**Texte fourni:**
>>>>

Qu’en est-il des dizaines de milliers de Syriens, d’Érythréens et d’Iraquiens qui ne se retrouvent pas sans vie en Méditerranée ou redirigés sous la menace d’une arme vers la rive sud? Où finissent-ils?
La réponse se trouve principalement dans l’ouest de l’Allemagne, aux abords urbains du Rhin et du Main. C’est ici, au cœur en plein essor de l’économie la plus prospère du monde, que la majorité des réfugiés de la guerre en Afrique et en Asie est reçue, triée, rafraîchie et mise dans des cases (figuratives et littérales).
Aucun autre pays n’accueille autant de demandeurs d’asile : l’an dernier, l’Allemagne a reçu 173 000 demandes de réfugiés (et en a accepté la plupart), soit un tiers du total européen et plus du double du deuxième pays d’accueil, la Suède. (Le Canada a accueilli 13 000 réfugiés l’an dernier et en attend 16 000 cette année.) Il s’agit d’une marée humaine de proportions inédites depuis la guerre des Balkans des années 1990, où 438 000 réfugiés par an sont arrivés en Allemagne.

<<<<

**Enregistrements présentés:**
>>>>

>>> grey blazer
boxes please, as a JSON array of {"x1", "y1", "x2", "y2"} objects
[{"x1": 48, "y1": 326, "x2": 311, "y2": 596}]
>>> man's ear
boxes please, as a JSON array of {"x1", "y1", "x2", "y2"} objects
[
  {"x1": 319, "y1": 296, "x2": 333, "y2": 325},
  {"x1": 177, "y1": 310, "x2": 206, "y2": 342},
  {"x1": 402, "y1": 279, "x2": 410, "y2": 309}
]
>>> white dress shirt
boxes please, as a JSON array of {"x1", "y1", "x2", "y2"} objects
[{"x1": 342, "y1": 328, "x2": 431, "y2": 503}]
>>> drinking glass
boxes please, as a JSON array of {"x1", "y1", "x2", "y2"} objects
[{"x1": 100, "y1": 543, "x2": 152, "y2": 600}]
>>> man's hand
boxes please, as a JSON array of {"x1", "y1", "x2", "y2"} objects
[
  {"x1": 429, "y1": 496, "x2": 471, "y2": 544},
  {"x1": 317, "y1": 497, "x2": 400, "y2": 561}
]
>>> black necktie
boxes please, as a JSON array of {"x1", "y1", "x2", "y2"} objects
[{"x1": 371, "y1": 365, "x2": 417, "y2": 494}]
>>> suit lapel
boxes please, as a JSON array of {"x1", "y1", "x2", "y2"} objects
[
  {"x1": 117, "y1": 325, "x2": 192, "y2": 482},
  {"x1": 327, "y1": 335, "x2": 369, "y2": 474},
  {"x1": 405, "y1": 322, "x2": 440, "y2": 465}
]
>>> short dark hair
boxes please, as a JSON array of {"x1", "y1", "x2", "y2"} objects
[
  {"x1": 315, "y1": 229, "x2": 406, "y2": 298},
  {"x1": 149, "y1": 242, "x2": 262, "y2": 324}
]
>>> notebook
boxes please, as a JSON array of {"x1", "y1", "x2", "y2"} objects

<<<<

**Consigne:**
Répondez aux questions suivantes à l'aide du texte fourni.
1. Dans quelle partie de l'Allemagne se trouvent principalement les réfugiés ?
2. Combien de demandes de réfugiés l'Allemagne a-t-elle reçues l'an dernier ?
3. Combien de réfugiés par an sont arrivés en Allemagne pendant la guerre des Balkans des années 1990 ?

**Réponse:**
1. Dans l'ouest de l'Allemagne, aux abords urbains du Rhin et du Main.
2. 173 000 demandes.
3. 438 000 réfugiés par an.